** start of Document **

John J. Braham
(Born England c.1848, died Brooklyn, N.Y. 28 Oct 1919)
John Joseph Braham came to America from England in 1859, and in 1862 appeared as a violinist at the Canal Street Theatre in New York. After touring as a virtuoso, he accepted the post of musical director of Pike's Opera House in Manhattan, and later conducted the orchestra at the Howard Athenaeum in Boston. He was in charge of music at several New York and New England theaters, and in 1878 conducted the first American production of H.M.S. Pinafore at the Boston Museum. He was closely associated with the Gilbert & Sullivan operas throughout his life, working primarily with the D’Oyly Opera Company. Braham also enjoyed some success as a composer, especially for vaudeville as well as popular and comic song. He collaborated with Edward Rice on the music for a Hiawatha play or pageant, and then wrote the score for the 1913 film, Hiawatha: the Indian Passion Play. Edward Curtis commissioned him to produce the score for In the Land of the Head Hunters in 1914. When Braham died in 1919, he was eulogized by Rice, who declared that the Gilbert & Sullivan operas would never have attained their huge popularity in America were it not for the judicious changes made by Braham before their presentation.

** end of Document **

> **Your task**:
Answer these from the biography of John J. Braham:
1. In what year did Braham come to America from England?
2. What did he conduct at the Boston Museum in 1878?
3. Who commissioned him to write the score for In the Land of the Head Hunters?

** start of Dataset content **

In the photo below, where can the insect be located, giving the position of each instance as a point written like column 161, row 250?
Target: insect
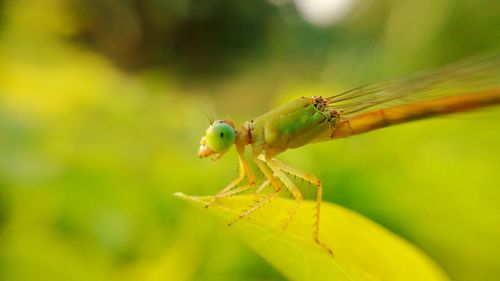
column 455, row 88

** end of Dataset content **

> **Finished answer**:
1. 1859
2. The first American production of H.M.S. Pinafore
3. Edward Curtis